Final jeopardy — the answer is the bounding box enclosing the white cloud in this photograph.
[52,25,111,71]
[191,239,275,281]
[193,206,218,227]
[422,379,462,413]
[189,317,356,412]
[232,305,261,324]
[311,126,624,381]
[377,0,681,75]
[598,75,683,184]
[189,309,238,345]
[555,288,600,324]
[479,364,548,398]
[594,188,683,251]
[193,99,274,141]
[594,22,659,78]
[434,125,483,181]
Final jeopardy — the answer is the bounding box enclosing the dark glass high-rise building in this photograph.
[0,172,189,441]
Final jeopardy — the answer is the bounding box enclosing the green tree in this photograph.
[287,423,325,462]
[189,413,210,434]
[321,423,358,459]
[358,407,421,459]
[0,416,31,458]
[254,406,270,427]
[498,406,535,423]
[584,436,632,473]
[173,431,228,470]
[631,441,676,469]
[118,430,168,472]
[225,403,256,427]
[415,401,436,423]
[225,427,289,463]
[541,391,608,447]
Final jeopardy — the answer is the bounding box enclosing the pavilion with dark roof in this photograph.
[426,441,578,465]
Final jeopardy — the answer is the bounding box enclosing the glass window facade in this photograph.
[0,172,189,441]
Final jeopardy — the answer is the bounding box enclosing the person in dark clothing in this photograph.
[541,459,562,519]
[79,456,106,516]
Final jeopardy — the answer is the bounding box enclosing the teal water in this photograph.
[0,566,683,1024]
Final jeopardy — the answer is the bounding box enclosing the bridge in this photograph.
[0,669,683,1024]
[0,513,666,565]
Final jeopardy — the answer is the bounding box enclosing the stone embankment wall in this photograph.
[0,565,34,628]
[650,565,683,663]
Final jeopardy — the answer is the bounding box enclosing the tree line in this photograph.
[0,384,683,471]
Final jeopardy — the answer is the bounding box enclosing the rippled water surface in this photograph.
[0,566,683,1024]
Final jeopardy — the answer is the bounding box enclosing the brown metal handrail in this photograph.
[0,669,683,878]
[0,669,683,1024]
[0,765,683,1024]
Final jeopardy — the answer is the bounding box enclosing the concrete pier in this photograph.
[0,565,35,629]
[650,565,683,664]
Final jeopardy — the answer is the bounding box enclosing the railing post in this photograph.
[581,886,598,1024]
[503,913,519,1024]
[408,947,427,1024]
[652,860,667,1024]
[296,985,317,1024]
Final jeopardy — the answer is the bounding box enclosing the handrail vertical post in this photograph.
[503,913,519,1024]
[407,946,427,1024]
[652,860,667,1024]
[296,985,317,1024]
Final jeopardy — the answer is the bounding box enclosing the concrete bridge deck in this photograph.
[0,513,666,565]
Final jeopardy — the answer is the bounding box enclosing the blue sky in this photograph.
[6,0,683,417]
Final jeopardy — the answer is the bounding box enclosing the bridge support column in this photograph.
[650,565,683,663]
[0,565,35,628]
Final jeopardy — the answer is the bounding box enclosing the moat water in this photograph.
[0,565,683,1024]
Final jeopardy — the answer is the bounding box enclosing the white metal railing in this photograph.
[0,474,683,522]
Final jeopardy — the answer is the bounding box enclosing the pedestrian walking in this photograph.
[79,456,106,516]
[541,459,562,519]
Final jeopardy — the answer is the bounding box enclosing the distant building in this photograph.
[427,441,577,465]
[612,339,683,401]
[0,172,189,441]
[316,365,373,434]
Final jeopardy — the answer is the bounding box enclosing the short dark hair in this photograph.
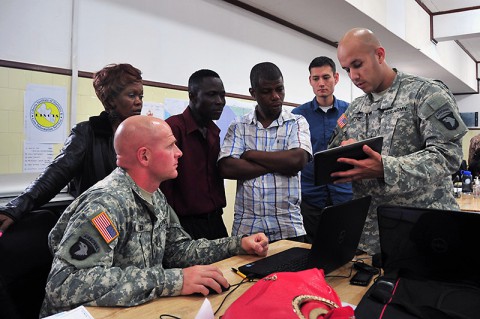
*-*-*
> [Written instruction]
Tally the lines of the records that contain the string "bridge". Give only the number.

> [Result below]
3